--- START Data supplied ---

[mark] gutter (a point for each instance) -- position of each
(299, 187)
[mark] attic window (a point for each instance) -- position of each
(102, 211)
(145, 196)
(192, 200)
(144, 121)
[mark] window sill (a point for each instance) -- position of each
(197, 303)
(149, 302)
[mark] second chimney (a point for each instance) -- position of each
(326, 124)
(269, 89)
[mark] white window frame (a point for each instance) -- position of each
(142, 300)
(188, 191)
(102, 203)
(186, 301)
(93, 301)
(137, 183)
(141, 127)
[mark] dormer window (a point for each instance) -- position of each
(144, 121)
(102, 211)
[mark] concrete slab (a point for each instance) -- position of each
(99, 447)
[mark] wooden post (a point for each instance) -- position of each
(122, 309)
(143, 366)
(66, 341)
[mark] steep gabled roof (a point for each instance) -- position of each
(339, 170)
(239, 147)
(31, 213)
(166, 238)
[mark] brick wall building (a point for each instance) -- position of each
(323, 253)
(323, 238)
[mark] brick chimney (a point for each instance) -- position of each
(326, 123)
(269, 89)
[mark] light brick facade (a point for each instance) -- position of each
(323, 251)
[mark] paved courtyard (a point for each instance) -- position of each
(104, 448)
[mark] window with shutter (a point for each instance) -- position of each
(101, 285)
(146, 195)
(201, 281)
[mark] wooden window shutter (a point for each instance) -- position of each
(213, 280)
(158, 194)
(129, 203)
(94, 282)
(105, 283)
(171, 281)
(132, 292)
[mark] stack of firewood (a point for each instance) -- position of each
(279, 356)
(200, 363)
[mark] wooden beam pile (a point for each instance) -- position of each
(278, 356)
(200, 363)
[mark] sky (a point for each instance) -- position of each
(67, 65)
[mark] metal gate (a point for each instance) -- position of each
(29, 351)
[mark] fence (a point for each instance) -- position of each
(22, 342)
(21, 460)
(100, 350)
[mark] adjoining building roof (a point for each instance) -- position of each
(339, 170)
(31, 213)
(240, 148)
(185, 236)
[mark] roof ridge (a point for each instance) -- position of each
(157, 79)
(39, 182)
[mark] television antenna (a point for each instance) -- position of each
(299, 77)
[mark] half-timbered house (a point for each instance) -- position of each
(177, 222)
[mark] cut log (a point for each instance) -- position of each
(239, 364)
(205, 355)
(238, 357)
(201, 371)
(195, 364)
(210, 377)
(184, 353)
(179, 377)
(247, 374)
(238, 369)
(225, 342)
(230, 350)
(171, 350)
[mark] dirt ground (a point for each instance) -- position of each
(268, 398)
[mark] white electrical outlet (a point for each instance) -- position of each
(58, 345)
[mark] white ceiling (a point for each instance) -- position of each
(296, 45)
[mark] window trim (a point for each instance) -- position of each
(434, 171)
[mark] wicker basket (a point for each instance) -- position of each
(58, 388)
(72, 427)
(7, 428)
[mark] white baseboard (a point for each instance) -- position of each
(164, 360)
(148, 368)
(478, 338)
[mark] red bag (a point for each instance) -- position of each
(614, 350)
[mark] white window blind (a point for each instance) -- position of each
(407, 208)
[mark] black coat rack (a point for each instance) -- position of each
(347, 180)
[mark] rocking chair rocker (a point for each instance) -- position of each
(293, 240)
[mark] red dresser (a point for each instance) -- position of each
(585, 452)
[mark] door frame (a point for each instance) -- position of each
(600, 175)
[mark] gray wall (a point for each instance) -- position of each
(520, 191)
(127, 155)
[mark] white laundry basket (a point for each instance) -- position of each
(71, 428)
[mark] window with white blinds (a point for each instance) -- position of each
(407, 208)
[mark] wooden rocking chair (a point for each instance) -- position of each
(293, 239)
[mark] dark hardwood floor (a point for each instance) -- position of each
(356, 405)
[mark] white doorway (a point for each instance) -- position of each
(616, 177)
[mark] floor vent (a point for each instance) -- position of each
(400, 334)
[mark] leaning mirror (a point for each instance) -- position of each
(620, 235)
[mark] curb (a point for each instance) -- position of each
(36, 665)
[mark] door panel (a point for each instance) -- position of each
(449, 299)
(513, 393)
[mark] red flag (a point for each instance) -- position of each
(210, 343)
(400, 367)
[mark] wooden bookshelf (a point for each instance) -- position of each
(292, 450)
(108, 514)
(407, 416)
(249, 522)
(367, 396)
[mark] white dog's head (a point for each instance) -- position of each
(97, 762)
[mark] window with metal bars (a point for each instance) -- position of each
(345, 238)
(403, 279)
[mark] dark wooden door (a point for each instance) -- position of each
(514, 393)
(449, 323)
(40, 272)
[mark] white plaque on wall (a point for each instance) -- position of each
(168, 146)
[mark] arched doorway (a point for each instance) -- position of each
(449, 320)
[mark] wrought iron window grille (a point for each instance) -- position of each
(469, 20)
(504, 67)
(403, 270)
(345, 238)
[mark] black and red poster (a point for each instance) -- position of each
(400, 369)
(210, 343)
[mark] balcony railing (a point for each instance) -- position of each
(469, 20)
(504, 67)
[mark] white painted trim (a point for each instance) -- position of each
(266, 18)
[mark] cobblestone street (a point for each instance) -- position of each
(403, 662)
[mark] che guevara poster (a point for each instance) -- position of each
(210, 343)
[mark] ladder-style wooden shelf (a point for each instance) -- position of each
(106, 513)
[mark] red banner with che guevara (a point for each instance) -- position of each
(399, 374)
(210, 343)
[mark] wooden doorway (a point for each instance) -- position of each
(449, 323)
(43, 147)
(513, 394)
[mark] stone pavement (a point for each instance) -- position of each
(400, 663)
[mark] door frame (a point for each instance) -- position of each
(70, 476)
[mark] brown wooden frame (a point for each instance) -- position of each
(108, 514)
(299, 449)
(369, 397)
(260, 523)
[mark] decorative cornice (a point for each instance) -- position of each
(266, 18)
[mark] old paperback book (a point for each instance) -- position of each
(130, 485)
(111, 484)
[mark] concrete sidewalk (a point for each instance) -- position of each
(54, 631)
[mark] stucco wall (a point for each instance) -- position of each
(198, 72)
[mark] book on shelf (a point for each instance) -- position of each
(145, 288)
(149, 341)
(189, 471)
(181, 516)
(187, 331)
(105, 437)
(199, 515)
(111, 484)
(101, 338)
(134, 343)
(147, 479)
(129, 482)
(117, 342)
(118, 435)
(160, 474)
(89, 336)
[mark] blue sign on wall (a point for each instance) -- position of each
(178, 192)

--- END Data supplied ---

• **Direction**: Please arrange the lines as a numbered list, starting at the line that contains "[mark] old paperback" and ending at the last line of the rows, with both ends included and blank lines left out.

• **Solution for this exercise**:
1. [mark] old paperback book (a point for each instance) -- position of each
2. (130, 485)
3. (111, 484)
4. [mark] concrete sidewalk (a point for each instance) -- position of each
5. (54, 631)
6. [mark] stucco wall (a point for each instance) -- position of each
7. (198, 72)
8. [mark] book on shelf (a point for each instance) -- position of each
9. (145, 288)
10. (149, 341)
11. (189, 471)
12. (181, 516)
13. (187, 331)
14. (105, 437)
15. (199, 515)
16. (111, 484)
17. (101, 338)
18. (134, 343)
19. (147, 479)
20. (129, 482)
21. (117, 342)
22. (118, 435)
23. (160, 474)
24. (89, 336)
25. [mark] blue sign on wall (a point for each instance) -- position of each
26. (178, 192)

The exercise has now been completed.